__Consegna 1__. In base al brano sul giovin poeta, per quale motivo il protagonista abbandona l'evento e torna a casa?
__Consegna 2__. Ricopia senza alcuna modifica tutte le righe dei record forniti.

__Brano di partenza__.
──────────────────────────────
Quando, dopo l’ennesimo insulto ai poeti, verdura e spazzatura come siluri sul palco, il palco stesso, assaltato da centinaia di scimmioni, crollava di schianto, allora al giovin poeta gli è saltato il cristo. S’è fatto strada tra i corpi e il rudo e l’è tornaa a cà. Addio Zeichen, Orengo, Buttitta, Ginsberg, Orlovsky, Corso, Burroughs ed Evtušenko! Addio Bellezza (Dario non solo)! Con le pive nel sacco eccolo di nuovo tra le nebbie incatramate, la puzza della colla che s’industria a più non posso. Con una domanda: Che fare? Negli anni a venire la risposta ribolle nel sangue, urge tra le dita, branca cielo, terra, firmamenti, giunge all’hic sunt leones, l’ultima thule dei Pitea più stralunati. La risposta è Poesia! Vergata foglio su foglio con Olivetti Lettera 36. Ecco, sì. Il giovin poeta legge e rilegge quanto fatto. E’ tutto a posto. Perché non tentare il gran salto, la gloria? Si può fare! Busta, posta, via…
Passano due settimane. Mattina presto che gli occhi appena si sfanno della mascherpa notturna, dubbiosa. Qualcuno chiama il giovin poeta. Pronto? Sì, sì, Vito Giuliana son io! Bene, bene. Guardi che sul prossimo numero di Alfabeta verranno pubblicate una decina di sue poesie! Davvero? Certo, certo, ci sono molto piaciute, complimenti!..
──────────────────────────────
__Dati forniti__.
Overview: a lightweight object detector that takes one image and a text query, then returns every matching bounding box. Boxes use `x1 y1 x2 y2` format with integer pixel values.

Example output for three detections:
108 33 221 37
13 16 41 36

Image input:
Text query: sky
──────────────────────────────
__Risposta completa 1__. Il giovin poeta se ne va perché il palco, colpito da verdura e spazzatura dopo l'ennesimo insulto ai poeti e assaltato da centinaia di «scimmioni», crolla di schianto. A quel punto si fa strada tra i corpi e torna a casa.

__Risposta completa 2__.
Overview: a lightweight object detector that takes one image and a text query, then returns every matching bounding box. Boxes use `x1 y1 x2 y2` format with integer pixel values.

Example output for three detections:
108 33 221 37
13 16 41 36

Image input:
Text query: sky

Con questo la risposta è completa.